## EXERCISE INSTRUCTIONS
Recast every nonblank line of the material below as a Markdown table with two columns, Row and Line. Number the rows in order, and leave out any blank lines.

## Shape boundary entries
= = =
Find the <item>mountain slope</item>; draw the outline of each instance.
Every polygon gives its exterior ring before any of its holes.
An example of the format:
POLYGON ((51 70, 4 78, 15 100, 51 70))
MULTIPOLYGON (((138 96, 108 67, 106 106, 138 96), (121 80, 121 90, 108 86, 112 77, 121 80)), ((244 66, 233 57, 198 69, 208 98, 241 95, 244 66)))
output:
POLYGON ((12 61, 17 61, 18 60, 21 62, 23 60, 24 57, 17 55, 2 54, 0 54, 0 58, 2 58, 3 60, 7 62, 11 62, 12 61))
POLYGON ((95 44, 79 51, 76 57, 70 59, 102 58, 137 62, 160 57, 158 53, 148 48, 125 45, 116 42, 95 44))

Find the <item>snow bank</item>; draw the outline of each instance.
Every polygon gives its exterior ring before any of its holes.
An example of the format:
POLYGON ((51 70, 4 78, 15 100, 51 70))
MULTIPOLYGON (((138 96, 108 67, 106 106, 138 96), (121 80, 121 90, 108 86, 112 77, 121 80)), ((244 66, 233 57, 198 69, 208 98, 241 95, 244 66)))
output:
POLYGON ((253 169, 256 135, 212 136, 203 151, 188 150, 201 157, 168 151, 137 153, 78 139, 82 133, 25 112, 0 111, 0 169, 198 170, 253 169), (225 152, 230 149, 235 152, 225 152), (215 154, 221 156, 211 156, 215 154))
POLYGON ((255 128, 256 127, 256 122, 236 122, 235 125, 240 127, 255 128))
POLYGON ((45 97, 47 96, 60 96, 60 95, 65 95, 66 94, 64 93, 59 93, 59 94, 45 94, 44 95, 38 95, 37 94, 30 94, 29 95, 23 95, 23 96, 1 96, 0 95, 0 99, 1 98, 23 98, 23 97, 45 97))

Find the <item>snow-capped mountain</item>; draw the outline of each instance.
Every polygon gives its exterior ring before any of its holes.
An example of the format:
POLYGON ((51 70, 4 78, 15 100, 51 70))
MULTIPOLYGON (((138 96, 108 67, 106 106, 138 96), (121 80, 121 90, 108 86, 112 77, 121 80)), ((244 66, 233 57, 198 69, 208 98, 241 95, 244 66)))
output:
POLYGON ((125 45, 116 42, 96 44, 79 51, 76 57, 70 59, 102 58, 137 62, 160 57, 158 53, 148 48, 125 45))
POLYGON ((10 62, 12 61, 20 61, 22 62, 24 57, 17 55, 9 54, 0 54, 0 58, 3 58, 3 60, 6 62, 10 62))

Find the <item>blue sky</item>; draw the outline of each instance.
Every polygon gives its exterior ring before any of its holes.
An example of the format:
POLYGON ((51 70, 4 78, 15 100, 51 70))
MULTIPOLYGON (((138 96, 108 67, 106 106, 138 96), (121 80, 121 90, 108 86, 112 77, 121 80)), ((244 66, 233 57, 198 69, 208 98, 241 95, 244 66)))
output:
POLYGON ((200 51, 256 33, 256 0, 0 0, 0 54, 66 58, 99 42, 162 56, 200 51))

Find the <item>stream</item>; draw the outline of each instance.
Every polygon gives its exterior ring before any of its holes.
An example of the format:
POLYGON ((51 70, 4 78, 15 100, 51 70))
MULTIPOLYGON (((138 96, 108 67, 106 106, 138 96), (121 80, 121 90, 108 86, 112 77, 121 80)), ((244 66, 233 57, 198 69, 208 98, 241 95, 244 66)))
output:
= = =
## FINISHED ANSWER
| Row | Line |
|---|---|
| 1 | Find the <item>mountain slope</item>; draw the outline of each instance. |
| 2 | Every polygon gives its exterior ring before any of its holes. |
| 3 | An example of the format: |
| 4 | POLYGON ((51 70, 4 78, 15 100, 51 70)) |
| 5 | MULTIPOLYGON (((138 96, 108 67, 106 106, 138 96), (121 80, 121 90, 108 86, 112 77, 121 80)), ((244 66, 233 57, 198 69, 208 98, 241 95, 244 66))) |
| 6 | output: |
| 7 | POLYGON ((12 61, 17 61, 18 60, 21 62, 23 60, 24 57, 17 55, 2 54, 0 54, 0 58, 2 58, 3 60, 7 62, 11 62, 12 61)) |
| 8 | POLYGON ((95 44, 79 51, 76 57, 70 59, 102 58, 137 62, 160 57, 158 53, 148 48, 125 45, 116 42, 95 44)) |
| 9 | Find the <item>snow bank</item>; draw the outline of each instance. |
| 10 | Every polygon gives its exterior ring before any of its holes. |
| 11 | An example of the format: |
| 12 | POLYGON ((51 70, 4 78, 15 100, 51 70)) |
| 13 | MULTIPOLYGON (((138 96, 108 67, 106 106, 138 96), (121 80, 121 90, 108 86, 112 77, 121 80)), ((244 66, 233 57, 198 69, 208 98, 241 95, 244 66))) |
| 14 | output: |
| 15 | POLYGON ((253 169, 256 135, 212 136, 203 151, 188 150, 201 157, 168 151, 137 153, 78 139, 82 133, 25 112, 0 111, 0 169, 198 170, 253 169), (225 152, 230 149, 235 152, 225 152), (215 154, 221 156, 211 156, 215 154)) |
| 16 | POLYGON ((255 128, 256 127, 256 122, 236 122, 235 125, 240 127, 255 128)) |
| 17 | POLYGON ((45 97, 47 96, 60 96, 60 95, 65 95, 66 94, 64 93, 59 93, 59 94, 45 94, 44 95, 38 95, 37 94, 30 94, 29 95, 23 95, 23 96, 1 96, 0 95, 0 99, 1 98, 23 98, 23 97, 45 97)) |
| 18 | Find the <item>snow-capped mountain</item>; draw the outline of each instance. |
| 19 | Every polygon gives its exterior ring before any of its holes. |
| 20 | An example of the format: |
| 21 | POLYGON ((51 70, 4 78, 15 100, 51 70)) |
| 22 | MULTIPOLYGON (((138 96, 108 67, 106 106, 138 96), (121 80, 121 90, 108 86, 112 77, 121 80)), ((244 66, 233 57, 198 69, 208 98, 241 95, 244 66))) |
| 23 | output: |
| 24 | POLYGON ((125 45, 116 42, 96 44, 79 51, 76 57, 70 59, 102 58, 137 62, 160 57, 158 53, 148 48, 125 45)) |
| 25 | POLYGON ((10 62, 12 61, 20 61, 22 62, 24 57, 17 55, 9 54, 0 54, 0 58, 3 58, 3 60, 6 62, 10 62)) |
| 26 | Find the <item>blue sky</item>; draw the outline of each instance. |
| 27 | Every polygon gives its exterior ring before any of its holes. |
| 28 | An example of the format: |
| 29 | POLYGON ((51 70, 4 78, 15 100, 51 70)) |
| 30 | MULTIPOLYGON (((138 96, 108 67, 106 106, 138 96), (121 80, 121 90, 108 86, 112 77, 121 80)), ((244 66, 233 57, 198 69, 208 98, 241 95, 244 66))) |
| 31 | output: |
| 32 | POLYGON ((200 51, 256 33, 256 0, 0 0, 0 54, 66 58, 99 42, 162 56, 200 51)) |
| 33 | Find the <item>stream</item>; draw the outline of each instance. |
| 34 | Every polygon gives its exterior ring before any of its holes. |
| 35 | An example of the format: |
| 36 | POLYGON ((51 70, 4 78, 15 100, 51 70)) |
| 37 | MULTIPOLYGON (((138 96, 108 67, 106 106, 138 96), (121 80, 121 90, 108 86, 112 77, 121 80)), ((244 66, 233 57, 198 69, 208 98, 241 95, 244 66))) |
| 38 | output: |